Work required>
Can you write out the whole listing exactly?

Dataset records about object locations
════════

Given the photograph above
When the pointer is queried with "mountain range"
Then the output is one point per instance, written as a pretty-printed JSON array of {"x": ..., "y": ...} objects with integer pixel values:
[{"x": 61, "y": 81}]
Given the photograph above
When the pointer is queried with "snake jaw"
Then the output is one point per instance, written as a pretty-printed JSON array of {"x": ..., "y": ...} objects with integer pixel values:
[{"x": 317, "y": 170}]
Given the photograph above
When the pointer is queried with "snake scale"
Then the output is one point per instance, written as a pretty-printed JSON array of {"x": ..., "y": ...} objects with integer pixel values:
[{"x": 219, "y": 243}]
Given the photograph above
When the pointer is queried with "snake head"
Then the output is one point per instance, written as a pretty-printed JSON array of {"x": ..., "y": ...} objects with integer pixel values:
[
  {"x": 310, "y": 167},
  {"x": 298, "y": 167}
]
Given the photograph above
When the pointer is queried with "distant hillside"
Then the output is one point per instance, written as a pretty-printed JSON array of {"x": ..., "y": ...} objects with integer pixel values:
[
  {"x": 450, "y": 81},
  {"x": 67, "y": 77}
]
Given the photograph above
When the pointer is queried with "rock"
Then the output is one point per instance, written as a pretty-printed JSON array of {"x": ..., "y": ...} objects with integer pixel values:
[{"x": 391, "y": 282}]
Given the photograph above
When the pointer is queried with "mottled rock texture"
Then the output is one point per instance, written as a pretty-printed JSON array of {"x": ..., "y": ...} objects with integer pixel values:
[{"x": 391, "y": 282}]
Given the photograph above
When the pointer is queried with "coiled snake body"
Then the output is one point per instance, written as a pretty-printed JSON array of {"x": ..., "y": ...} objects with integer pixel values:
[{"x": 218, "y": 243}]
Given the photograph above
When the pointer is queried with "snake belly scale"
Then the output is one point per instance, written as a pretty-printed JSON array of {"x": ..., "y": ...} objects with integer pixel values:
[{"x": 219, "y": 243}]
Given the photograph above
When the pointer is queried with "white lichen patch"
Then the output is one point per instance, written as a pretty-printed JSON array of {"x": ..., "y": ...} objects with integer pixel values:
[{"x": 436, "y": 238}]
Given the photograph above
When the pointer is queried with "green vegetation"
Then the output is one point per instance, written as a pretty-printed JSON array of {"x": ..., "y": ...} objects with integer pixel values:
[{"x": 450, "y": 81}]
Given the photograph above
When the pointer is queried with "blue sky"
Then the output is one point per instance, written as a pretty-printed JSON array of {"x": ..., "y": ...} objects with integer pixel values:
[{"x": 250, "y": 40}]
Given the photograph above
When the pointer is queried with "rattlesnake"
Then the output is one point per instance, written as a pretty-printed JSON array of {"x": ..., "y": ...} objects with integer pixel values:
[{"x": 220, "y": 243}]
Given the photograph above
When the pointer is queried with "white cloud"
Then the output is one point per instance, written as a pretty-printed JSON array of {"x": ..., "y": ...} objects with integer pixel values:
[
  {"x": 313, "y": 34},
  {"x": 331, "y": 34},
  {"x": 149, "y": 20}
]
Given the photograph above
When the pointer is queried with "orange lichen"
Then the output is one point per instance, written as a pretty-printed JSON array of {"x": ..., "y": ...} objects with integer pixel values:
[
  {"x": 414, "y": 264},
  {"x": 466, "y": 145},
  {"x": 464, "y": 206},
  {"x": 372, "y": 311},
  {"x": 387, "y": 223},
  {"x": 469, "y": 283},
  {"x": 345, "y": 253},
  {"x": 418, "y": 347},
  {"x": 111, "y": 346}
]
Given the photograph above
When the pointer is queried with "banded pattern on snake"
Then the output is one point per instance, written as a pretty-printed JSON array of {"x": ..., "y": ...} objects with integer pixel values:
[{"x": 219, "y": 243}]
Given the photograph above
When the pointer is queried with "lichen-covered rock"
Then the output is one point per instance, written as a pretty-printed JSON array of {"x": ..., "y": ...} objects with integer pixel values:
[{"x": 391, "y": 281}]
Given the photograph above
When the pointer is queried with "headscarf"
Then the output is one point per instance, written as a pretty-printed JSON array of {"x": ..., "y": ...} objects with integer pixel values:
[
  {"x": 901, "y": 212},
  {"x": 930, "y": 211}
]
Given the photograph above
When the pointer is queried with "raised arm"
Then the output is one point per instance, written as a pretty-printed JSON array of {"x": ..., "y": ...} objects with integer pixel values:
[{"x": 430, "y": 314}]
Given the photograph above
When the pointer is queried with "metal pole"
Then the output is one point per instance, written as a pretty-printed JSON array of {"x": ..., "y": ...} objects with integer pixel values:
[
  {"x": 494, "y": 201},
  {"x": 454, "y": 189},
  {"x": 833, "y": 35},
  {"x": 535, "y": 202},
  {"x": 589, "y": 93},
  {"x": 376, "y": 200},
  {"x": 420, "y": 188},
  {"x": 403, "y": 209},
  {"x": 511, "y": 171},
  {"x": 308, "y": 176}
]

════════

Written answer>
Given the photograph above
When the pointer is queried with "mountain range"
Then the output is one point per instance, written as a pretty-printed JSON array of {"x": ..., "y": ...} objects with integer pixel values:
[{"x": 61, "y": 81}]
Given the photograph above
When the pointer is queried with "snake jaw"
Then the output is one point per instance, written as a pretty-printed JSON array of {"x": ..., "y": ...} objects with integer pixel values:
[{"x": 317, "y": 170}]
Given the photograph above
When the pointer is queried with "snake scale"
Then the output is one point per instance, written as a pretty-printed JSON array of {"x": ..., "y": ...} objects with integer pixel values:
[{"x": 219, "y": 243}]
Given the photograph above
When the pointer is queried with "snake head"
Then the output is one point per instance, written as a pretty-printed JSON array of {"x": ..., "y": ...} objects with integer pixel values:
[
  {"x": 310, "y": 167},
  {"x": 298, "y": 167}
]
Given the photograph above
When the pointer is queried with "distant hillside"
Then the output is one point per instance, written as a pretty-printed JSON array of {"x": ..., "y": ...} objects with integer pixel values:
[
  {"x": 450, "y": 81},
  {"x": 67, "y": 77}
]
Given the photograph above
When the pointer is queried with "rock"
Then the output is one point per instance, written as a pretty-printed JSON array of {"x": ..., "y": ...} objects with integer pixel values:
[{"x": 391, "y": 282}]
Given the photograph above
When the pointer is queried with "mottled rock texture"
Then the output is one point per instance, written as a pretty-printed JSON array of {"x": ..., "y": ...} objects with integer pixel values:
[{"x": 391, "y": 282}]
Given the photograph above
When the pointer is queried with "coiled snake body"
Then the output is one point per instance, written as a pretty-printed JSON array of {"x": ..., "y": ...} objects with integer pixel values:
[{"x": 218, "y": 243}]
Given the photograph above
When the pointer is queried with "snake belly scale"
Then the output is one point per instance, written as a pretty-printed JSON array of {"x": ..., "y": ...} objects with integer pixel values:
[{"x": 219, "y": 243}]
Given the photograph above
When the pointer is queried with "white lichen patch"
Then the output is one point per instance, written as a pretty-printed JSON array of {"x": ..., "y": ...} objects with integer pixel values:
[{"x": 436, "y": 238}]
Given the photograph above
When the pointer is queried with "green vegetation"
Then the output is one point per instance, written as a pretty-printed JSON array of {"x": ..., "y": ...} objects with integer pixel values:
[{"x": 450, "y": 81}]
Given the photograph above
When the pointer is queried with "blue sky"
Then the output is one point per instance, written as a pretty-printed JSON array of {"x": ..., "y": ...} objects with integer pixel values:
[{"x": 250, "y": 40}]
Given the photograph above
When the pointer is queried with "rattlesnake"
Then the output is one point per instance, written as a pretty-printed JSON array of {"x": ..., "y": ...} objects with integer pixel values:
[{"x": 220, "y": 243}]
Given the photograph above
When the pointer is queried with "white cloud"
Then the output is one point per instance, written as a pretty-printed JSON array of {"x": ..., "y": ...} objects with integer pixel values:
[
  {"x": 313, "y": 34},
  {"x": 331, "y": 34},
  {"x": 149, "y": 20}
]
Given the photograph above
When the pointer is queried with "orange lichen"
Then the output is one point per instance, written as a pretty-printed JSON array of {"x": ..., "y": ...} objects with integer pixel values:
[
  {"x": 414, "y": 264},
  {"x": 466, "y": 145},
  {"x": 464, "y": 206},
  {"x": 372, "y": 311},
  {"x": 387, "y": 223},
  {"x": 469, "y": 283},
  {"x": 345, "y": 253},
  {"x": 418, "y": 347},
  {"x": 111, "y": 346}
]
Given the photograph above
When the pointer is queried with "banded pattern on snake"
Then the output is one point per instance, written as a pretty-printed JSON array of {"x": ..., "y": ...} objects with integer pixel values:
[{"x": 219, "y": 243}]
Given the photograph above
When the pointer is queried with "lichen-covered rock"
Then the output is one point per instance, written as a pretty-printed JSON array of {"x": ..., "y": ...} objects with integer pixel values:
[{"x": 391, "y": 281}]
Given the photograph above
When the pointer is queried with "headscarf"
Then the output is one point per instance, written as a pretty-printed JSON array of {"x": ..., "y": ...} objects with integer pixel values:
[
  {"x": 901, "y": 212},
  {"x": 930, "y": 211}
]
Given the photograph above
When the pointer is queried with "raised arm"
Then the output is one point per instance, written as a pretty-printed JSON array of {"x": ..., "y": ...} objects with integer pixel values:
[{"x": 430, "y": 314}]
Given the photograph above
When the pointer is queried with "metal pole"
Then the output is one point per instance, written as a pretty-printed JSON array of {"x": ..., "y": ...} objects with integer pixel values:
[
  {"x": 494, "y": 201},
  {"x": 454, "y": 189},
  {"x": 833, "y": 35},
  {"x": 535, "y": 202},
  {"x": 589, "y": 93},
  {"x": 376, "y": 200},
  {"x": 420, "y": 188},
  {"x": 403, "y": 209},
  {"x": 511, "y": 171},
  {"x": 308, "y": 176}
]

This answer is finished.